---- TEXT EXCERPT

= Cassie Workman =

Australian singer-songwriter and comedian

Cassie Workman is an Australian comedian from Perth, Western Australia. In 2009, she was the winner of the Melbourne International Comedy Festival's Raw Comedy competition and was sent to the Edinburgh Fringe Festival. She has also written for Shaun Micallef's Mad as Hell and Aaron Chen Tonight.

Workman is a transgender woman, having come out in 2017. The ABC podcast The Signal documented her quest to save money for gender-affirming surgery, which was also featured in a 2018 feature article on "The hidden $100,000 price tag on being transgender". She contributed a regular segment entitled "So You Think You Can Trans" on Tonightly with Tom Ballard, and in 2019 toured a show about her transition entitled Giantess.

In 2022, she performed Aberdeen, a show about Kurt Cobain. She told NME she considered him a "queer icon" and was inspired to name the show after his home town of Aberdeen, Washington after travelling there "because it explained so much about him". The Guardian called the show "a darkly beautiful hour of spoken word... a sad and sorry voyage around Cobain’s stomping ground". In 2023, she provided the voice of trans filmmaker Betty Palmer in the Alice Maio Mackay film T Blockers.

As of 2026 she is working on the animated comedy series Sorry About The Mess, produced by Melbourne animation studio Princess Bento with producer Mike Cowap and with executive producer Lilly Wachowski.

--------
---- EXTRACTED INFORMATION

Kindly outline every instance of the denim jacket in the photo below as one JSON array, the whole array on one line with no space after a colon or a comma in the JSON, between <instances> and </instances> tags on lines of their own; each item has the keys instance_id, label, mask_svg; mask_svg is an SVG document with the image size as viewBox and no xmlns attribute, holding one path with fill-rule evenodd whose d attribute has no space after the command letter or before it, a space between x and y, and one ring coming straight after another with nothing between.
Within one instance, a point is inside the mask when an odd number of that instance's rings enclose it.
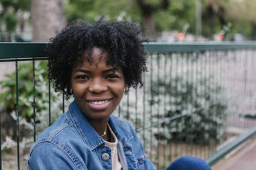
<instances>
[{"instance_id":1,"label":"denim jacket","mask_svg":"<svg viewBox=\"0 0 256 170\"><path fill-rule=\"evenodd\" d=\"M156 169L130 123L111 115L123 170ZM43 131L30 149L28 169L111 169L111 149L105 145L75 101Z\"/></svg>"}]
</instances>

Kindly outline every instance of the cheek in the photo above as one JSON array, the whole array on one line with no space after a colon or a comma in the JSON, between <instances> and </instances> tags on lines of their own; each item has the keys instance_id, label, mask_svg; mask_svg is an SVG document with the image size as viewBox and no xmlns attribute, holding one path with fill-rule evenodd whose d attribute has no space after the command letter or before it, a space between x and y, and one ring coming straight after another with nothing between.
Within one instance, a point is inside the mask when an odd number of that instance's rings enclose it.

--------

**PARTS OF THE EXERCISE**
1. Quote the Cassie Workman article, copying everything from "As of 2026 she" down to "producer Lilly Wachowski.".
2. Answer these questions from the Cassie Workman article:
(a) In what year did Workman win the Raw Comedy competition?
(b) What was the title of the show about her transition that she toured in 2019?
(c) Which animation studio produces Sorry About The Mess?
3. According to the Cassie Workman article, why did Workman name her 2022 Kurt Cobain show Aberdeen?
The records are separate material and are not part of the Cassie Workman article.

**SOLUTIONS PER TASK**
1.
As of 2026 she is working on the animated comedy series Sorry About The Mess, produced by Melbourne animation studio Princess Bento with producer Mike Cowap and with executive producer Lilly Wachowski.

2.
(a) 2009
(b) Giantess
(c) Princess Bento

3. She named it after Cobain's home town of Aberdeen, Washington. She told NME that travelling there inspired the name "because it explained so much about him."